Exercise instructions> Please pick out each line below that contains the word "robe" and copy those lines.

___ Data supplied ___

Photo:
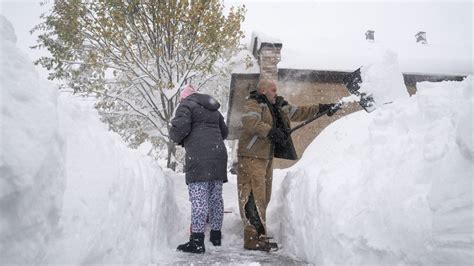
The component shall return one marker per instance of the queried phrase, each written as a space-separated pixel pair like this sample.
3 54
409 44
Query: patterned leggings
206 204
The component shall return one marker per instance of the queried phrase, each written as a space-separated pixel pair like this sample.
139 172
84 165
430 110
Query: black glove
330 108
278 135
280 102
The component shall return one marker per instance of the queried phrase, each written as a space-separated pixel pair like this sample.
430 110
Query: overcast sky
301 24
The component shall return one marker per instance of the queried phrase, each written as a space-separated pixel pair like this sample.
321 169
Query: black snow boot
216 237
195 244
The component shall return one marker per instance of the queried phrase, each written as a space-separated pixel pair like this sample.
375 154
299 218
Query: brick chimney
370 35
268 53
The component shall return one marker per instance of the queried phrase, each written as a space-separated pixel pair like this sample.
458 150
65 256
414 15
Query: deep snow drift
70 190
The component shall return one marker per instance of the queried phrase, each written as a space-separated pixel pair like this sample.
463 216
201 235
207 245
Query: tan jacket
257 122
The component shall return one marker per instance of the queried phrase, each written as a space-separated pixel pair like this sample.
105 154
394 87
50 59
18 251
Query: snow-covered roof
331 36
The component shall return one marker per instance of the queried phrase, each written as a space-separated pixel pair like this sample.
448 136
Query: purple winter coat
200 128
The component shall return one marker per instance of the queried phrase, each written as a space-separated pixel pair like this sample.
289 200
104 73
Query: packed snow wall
392 187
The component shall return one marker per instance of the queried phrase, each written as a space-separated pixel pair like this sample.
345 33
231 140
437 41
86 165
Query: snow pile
383 80
118 205
31 172
390 187
70 190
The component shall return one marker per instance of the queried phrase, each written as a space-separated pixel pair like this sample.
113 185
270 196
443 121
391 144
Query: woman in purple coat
200 128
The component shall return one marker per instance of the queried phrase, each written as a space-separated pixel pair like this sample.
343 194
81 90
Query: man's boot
215 237
252 241
195 244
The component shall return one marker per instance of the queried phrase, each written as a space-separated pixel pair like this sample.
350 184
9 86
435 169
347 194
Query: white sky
302 24
394 21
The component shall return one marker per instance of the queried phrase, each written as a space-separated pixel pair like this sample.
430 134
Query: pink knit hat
188 90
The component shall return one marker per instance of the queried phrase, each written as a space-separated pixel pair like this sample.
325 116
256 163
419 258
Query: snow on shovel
352 81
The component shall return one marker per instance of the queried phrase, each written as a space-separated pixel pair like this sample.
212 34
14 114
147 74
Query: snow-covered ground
393 187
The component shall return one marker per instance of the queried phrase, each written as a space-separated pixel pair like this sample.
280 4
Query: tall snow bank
119 206
392 187
382 78
31 172
70 190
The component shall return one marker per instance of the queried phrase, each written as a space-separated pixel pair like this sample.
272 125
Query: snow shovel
352 81
318 115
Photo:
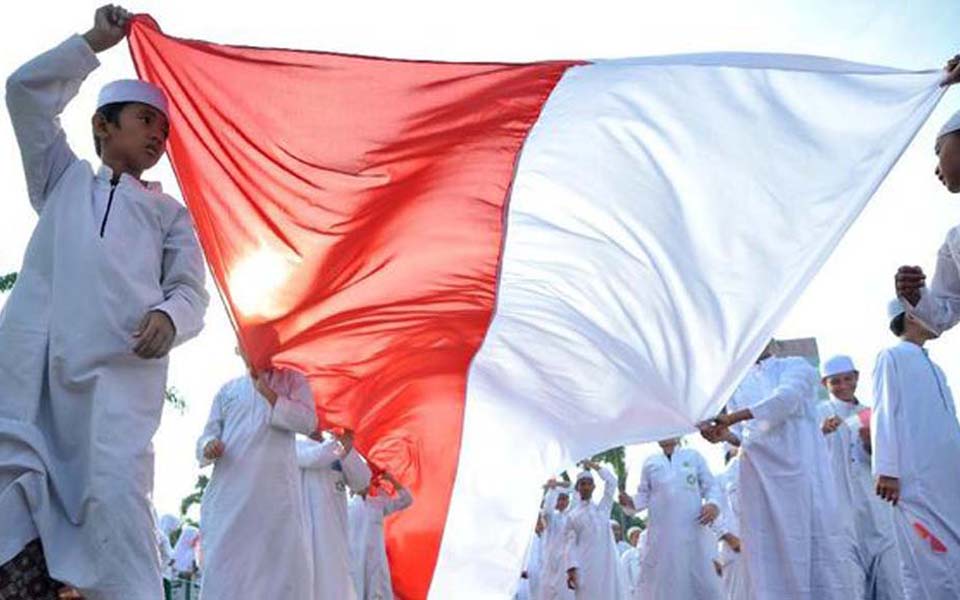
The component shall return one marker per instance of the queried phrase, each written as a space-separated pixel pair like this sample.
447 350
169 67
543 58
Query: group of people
289 493
822 501
819 499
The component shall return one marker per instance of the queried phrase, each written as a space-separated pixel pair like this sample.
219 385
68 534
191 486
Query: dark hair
898 324
111 114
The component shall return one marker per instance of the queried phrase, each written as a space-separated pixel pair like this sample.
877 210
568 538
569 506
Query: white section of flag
665 215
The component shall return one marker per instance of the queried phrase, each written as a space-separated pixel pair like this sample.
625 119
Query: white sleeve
571 551
37 93
213 430
182 279
356 471
939 306
709 486
886 411
294 409
641 501
610 489
796 386
318 455
403 501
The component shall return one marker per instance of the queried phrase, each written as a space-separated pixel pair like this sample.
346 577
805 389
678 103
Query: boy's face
842 386
585 488
948 167
138 141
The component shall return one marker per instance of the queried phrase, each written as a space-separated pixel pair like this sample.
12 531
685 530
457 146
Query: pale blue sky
843 308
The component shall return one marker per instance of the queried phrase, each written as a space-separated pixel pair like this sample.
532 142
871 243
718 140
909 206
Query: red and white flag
490 271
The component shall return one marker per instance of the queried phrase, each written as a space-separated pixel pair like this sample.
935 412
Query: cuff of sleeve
886 470
201 445
76 47
179 314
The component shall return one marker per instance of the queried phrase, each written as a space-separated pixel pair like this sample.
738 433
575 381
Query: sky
844 307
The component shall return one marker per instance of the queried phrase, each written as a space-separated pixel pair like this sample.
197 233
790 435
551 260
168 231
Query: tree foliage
7 281
173 397
193 498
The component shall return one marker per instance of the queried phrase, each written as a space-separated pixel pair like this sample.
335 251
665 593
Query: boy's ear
99 126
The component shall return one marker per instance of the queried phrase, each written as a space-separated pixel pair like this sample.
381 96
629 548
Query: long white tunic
736 584
368 549
325 476
679 560
875 526
529 588
553 570
792 546
254 532
939 306
916 438
78 409
840 448
590 546
630 565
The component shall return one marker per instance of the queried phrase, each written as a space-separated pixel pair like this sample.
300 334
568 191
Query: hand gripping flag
492 270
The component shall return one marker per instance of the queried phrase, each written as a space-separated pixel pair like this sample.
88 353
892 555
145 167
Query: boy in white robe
630 563
869 520
736 585
679 493
939 306
916 459
556 508
112 278
789 513
592 561
253 522
327 469
840 378
368 549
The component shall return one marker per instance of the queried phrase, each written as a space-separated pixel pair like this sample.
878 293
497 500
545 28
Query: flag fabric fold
492 270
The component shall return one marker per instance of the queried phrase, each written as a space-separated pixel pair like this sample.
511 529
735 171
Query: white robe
78 409
254 543
679 561
325 476
736 584
630 565
553 569
875 527
529 588
590 546
184 552
839 448
916 437
792 546
939 306
368 550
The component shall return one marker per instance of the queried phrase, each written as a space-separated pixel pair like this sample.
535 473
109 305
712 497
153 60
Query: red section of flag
351 210
935 544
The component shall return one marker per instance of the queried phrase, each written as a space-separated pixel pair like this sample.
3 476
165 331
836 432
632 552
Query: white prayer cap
838 364
133 90
895 309
952 125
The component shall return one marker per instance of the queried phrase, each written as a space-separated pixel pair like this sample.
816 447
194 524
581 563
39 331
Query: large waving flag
492 270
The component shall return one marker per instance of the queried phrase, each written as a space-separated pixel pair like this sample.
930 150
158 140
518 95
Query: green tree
7 281
173 397
193 498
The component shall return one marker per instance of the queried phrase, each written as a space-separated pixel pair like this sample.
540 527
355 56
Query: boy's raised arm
38 92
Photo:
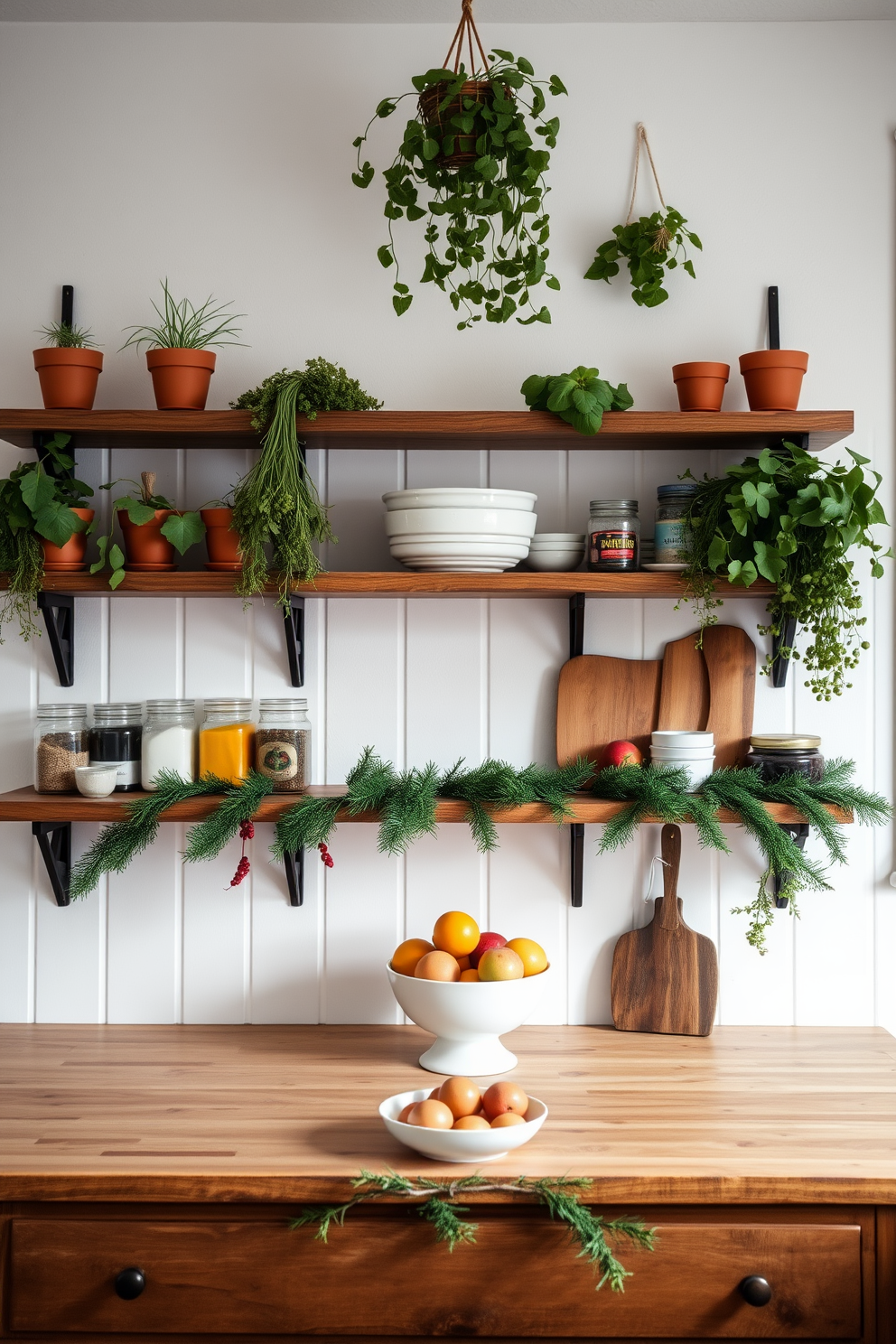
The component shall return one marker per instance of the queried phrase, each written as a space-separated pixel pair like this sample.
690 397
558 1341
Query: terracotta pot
71 555
68 378
220 539
774 378
145 547
181 378
700 385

___

Written answer>
Query: boy in white robe
Query: white robe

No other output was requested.